• SOURCE EXTRACT:
+-------+

EDDC agreed to allow Tesco to drop all the affordable housing on their Seaton site as Tesco said it would be uneconomic for any developer to build there if affordable housing was included.
The Development Management Committee agreed a “surcharge” on the site so that if it DID make a profit, EDDC would see some of it. When the planning consent was ratified, that clause had disappeared. No-one quite understands where, why or how that happened, but it did.
Bovis are currently building the first 50 of a planned 300+ houses on the site (in addition to the McCarthy and Stone 42 apartment block which is on the site previously earmarked for a hotel).
Bovis announced yesterday that they expect their profits to be up 10% on last year and is forecasting higher dividends for shareholders. They mention that rising house prices have absorbed increased costs and says they have a substantial order book for 2015.

+-------+

• EXTRACTED RECORDS:
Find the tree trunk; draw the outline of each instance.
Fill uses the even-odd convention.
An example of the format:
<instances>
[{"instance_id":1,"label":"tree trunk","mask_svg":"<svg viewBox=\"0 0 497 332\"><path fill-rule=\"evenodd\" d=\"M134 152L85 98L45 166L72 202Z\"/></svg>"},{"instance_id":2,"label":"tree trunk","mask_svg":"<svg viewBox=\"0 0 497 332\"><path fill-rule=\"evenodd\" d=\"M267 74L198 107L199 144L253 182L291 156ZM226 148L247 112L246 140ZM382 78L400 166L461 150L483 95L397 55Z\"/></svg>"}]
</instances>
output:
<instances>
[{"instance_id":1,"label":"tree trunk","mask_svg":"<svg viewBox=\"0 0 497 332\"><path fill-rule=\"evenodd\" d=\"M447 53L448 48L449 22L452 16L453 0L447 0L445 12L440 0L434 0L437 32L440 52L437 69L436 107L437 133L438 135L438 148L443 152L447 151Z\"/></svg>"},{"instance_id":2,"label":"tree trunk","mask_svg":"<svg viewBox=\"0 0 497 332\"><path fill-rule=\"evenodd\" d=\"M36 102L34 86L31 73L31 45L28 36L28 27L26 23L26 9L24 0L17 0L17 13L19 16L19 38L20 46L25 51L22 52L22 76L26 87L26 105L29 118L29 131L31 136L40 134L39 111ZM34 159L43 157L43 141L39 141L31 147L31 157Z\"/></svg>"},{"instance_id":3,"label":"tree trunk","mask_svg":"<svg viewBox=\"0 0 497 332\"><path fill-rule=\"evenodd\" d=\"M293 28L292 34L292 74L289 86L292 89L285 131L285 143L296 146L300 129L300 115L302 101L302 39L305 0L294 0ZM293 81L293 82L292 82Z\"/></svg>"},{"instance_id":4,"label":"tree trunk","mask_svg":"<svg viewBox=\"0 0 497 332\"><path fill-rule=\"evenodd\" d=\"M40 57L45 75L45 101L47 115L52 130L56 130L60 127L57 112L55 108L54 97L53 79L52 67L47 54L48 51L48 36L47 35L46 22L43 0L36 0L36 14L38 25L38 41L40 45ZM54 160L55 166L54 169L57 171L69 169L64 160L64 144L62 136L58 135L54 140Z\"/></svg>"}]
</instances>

+-------+

• REQUIRED TASK: Retype the part of the Seaton site text that begins with the words "Bovis are currently" and ends with "for a hotel).", keeping every character as it appears.

• TASK OUTPUT:
Bovis are currently building the first 50 of a planned 300+ houses on the site (in addition to the McCarthy and Stone 42 apartment block which is on the site previously earmarked for a hotel).